EXCERPTED TEXT:

Add rotary embedding onnx domain support#29261
Conversation
There was a problem hiding this comment.
Pull request overview
This PR updates the GroupQueryAttention fusion optimizer pass to recognize standard (ONNX-domain) RotaryEmbedding nodes when extracting the cos_cache/sin_cache inputs needed to fuse rotary embedding into the com.microsoft.GroupQueryAttention node.
Changes:
- Adds a helper to retrieve
cos_cache/sin_cacheNodeArgs for bothcom.microsoft.RotaryEmbeddingand ONNX-domainRotaryEmbedding(different input ordering). - Updates the fusion pattern-matching logic to use that helper and to require that rotary cache inputs were successfully identified before fusing.
|
cc @tianleiwu |
tianleiwu
left a comment
There was a problem hiding this comment.
Summary
The change extends GroupQueryAttentionFusion to also match the standard ONNX-domain RotaryEmbedding (X, cos_cache, sin_cache, position_ids) in addition to com.microsoft.RotaryEmbedding, plumbing position_ids through to GQA input 9 and setting the input-arg-count. The approach is sound:
- Requiring
position_idsto be present for the ONNX-domain path (and bailing otherwise) correctly avoids the 3D per-batch cos/sin cache form that GQA's 2D rotary cache validation cannot consume. - The
position_ids_arg_mismatchguard and the addedcos_cache_arg == nullptr || sin_cache_arg == nullptrchecks make the fusion safely skip ambiguous/mixed cases. MutableInputArgsCount()[9]is in-bounds because the GQA schema declares formal inputs up to index 11, soUpdateInputArgCount()sizes the vector accordingly.- Both the fused (with position_ids) and non-fused (omitted position_ids) cases are covered by new tests.
Main concern
Rotary interleaved / rotary_embedding_dim attributes are not validated or propagated. GQA's do_rotary path runs non-interleaved, full-width RoPE (rotary_interleaved defaults to 0 and the fusion never sets it). A standard ONNX RotaryEmbedding with interleaved=1, or a partial-rotary node with rotary_embedding_dim > 0 (and a correspondingly narrower cos/sin cache), is silently fused into a GQA that applies a different rotation — producing incorrect results with no error. Since this PR specifically targets a standard-ONNX export path where interleaved RoPE is common, the fusion should either verify interleaved == 0 and rotary_embedding_dim == 0 (full rotary) before matching, or propagate interleaved to GQA's rotary_interleaved. Inline comment below. (Note: the pre-existing com.microsoft.RotaryEmbedding path has the same latent gap.)

WHAT THE TASK ASKS: Rewrite the paragraph in the pull request discussion that begins "Rotary interleaved / rotary_embedding_dim attributes" as a short bulleted list that keeps its main facts.

COLLECTED DATA:

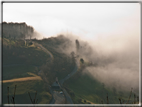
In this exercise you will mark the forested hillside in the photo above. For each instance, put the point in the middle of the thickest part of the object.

OUTPUT BELOW:
- The fusion doesn't check or pass on the interleaved and rotary_embedding_dim attributes.
- GQA's do_rotary path runs non-interleaved, full-width RoPE. rotary_interleaved defaults to 0, and the fusion never sets it.
- As a result, some nodes are silently fused into a GQA that applies a different rotation, which gives incorrect results with no error:
  - a standard ONNX RotaryEmbedding with interleaved=1
  - a partial-rotary node with rotary_embedding_dim > 0 and a narrower cos/sin cache
- This pull request targets a standard-ONNX export path where interleaved RoPE is common. The fusion should therefore do one of two things:
  - confirm interleaved == 0 and rotary_embedding_dim == 0 (full rotary) before matching
  - pass interleaved on to GQA's rotary_interleaved
- The existing com.microsoft.RotaryEmbedding path has the same hidden gap.